━━━ DOCUMENT EXTRACT ━━━

Year-end Tax Strategies

Tips and strategies to minimize taxes for investors, entrepreneurs, employees, and philantropists.

Someone once said: “A fine is a tax for doing wrong. A tax is a fine for doing well." I believe the goal of every individual should be to pay the lowest tax rate possible, yet transfer the largest sum possible to the IRS and other taxing authorities - lots of taxes generally coincide with lots of income. The tax rate is a controllable factor that requires expertise and the time and willingness to execute certain strategies before year-end.  Below are some of the common strategies we are advising our clients to implement before the clock strikes midnight on December 31st.  We’ve classified these from the perspective of each of the major roles we assume in our daily lives: investor, employee, entrepreneur, philanthropist, and family member.

As an investor…

  • Harvest your losses – Selling an underperforming investment can provide up to a $3,000 deduction against ordinary income and accrue capital losses for future years. Many investment classes have gone up this year, so it might be challenging to identify good candidates to harvest. Look to international markets, particularly emerging markets, and bond investments for potential opportunities. This article explains the approach.

  • Sell the winners – As contrarian investors, we believe in buying into markets that have significantly underperformed and selling those that have “abnormally” outperformed. It’s a judgment call on what represents abnormal outperformance, but U.S. Broad Market, Technology, and Healthcare stocks seem very hot on a trailing 1-year basis. Another opportunity is to sell the winners if you happen to be in a 10% or 15% ordinary income tax bracket. At these low rates, federal capital gains rates are 0%. Even if you love your appreciated Google stock and want to hold on to it, you could sell it, realize the gain, and re-buy immediately as a way to benefit from this strategy.

  • Understand “unsolicited” distributions – One of the reasons we despise most actively managed mutual funds is that many of them will return a portion of your money through end-of-year distributions. Whether these distributions make sense to your own unique tax situation is largely irrelevant. We recommend checking the fund company's estimates of dividends, short-term gains, and long-term gains to get a sense of what’s coming and how this will impact your tax bill.

━━━

● **SET PROBLEM**: Copy the year-end tax text starting at "Tips and strategies" and ending at "and family member.", switching "clients" to "customers".

━━━ MATERIAL PROVIDED ━━━

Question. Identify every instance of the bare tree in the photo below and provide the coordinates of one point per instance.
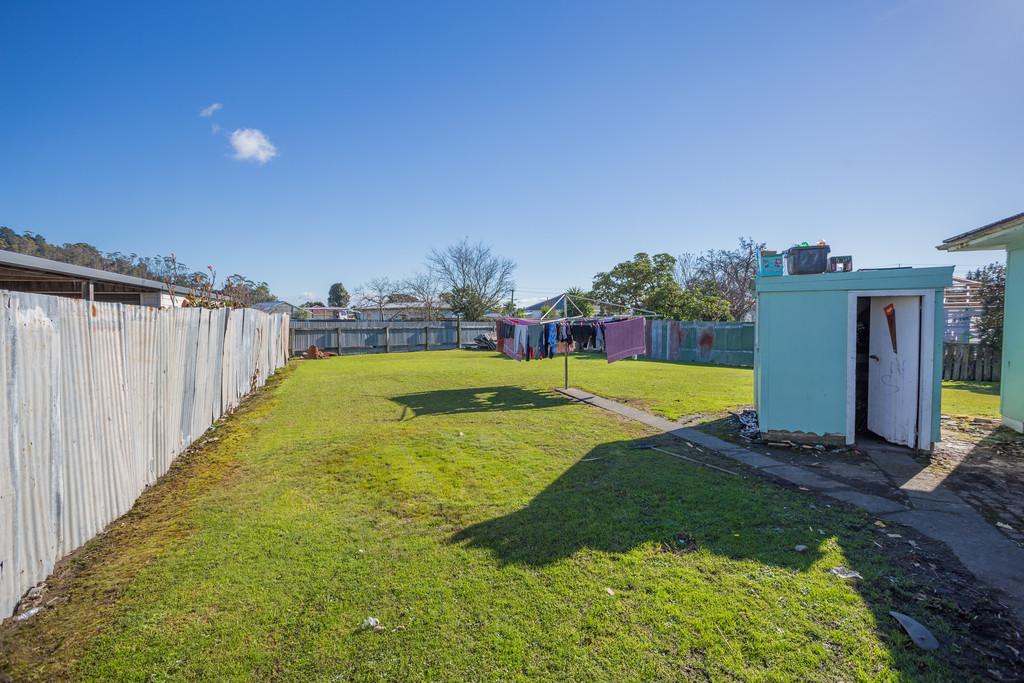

━━━

● **EXERCISE OUTPUT**:
Tips and strategies to minimize taxes for investors, entrepreneurs, employees, and philantropists.

Someone once said: “A fine is a tax for doing wrong. A tax is a fine for doing well." I believe the goal of every individual should be to pay the lowest tax rate possible, yet transfer the largest sum possible to the IRS and other taxing authorities - lots of taxes generally coincide with lots of income. The tax rate is a controllable factor that requires expertise and the time and willingness to execute certain strategies before year-end.  Below are some of the common strategies we are advising our customers to implement before the clock strikes midnight on December 31st.  We’ve classified these from the perspective of each of the major roles we assume in our daily lives: investor, employee, entrepreneur, philanthropist, and family member.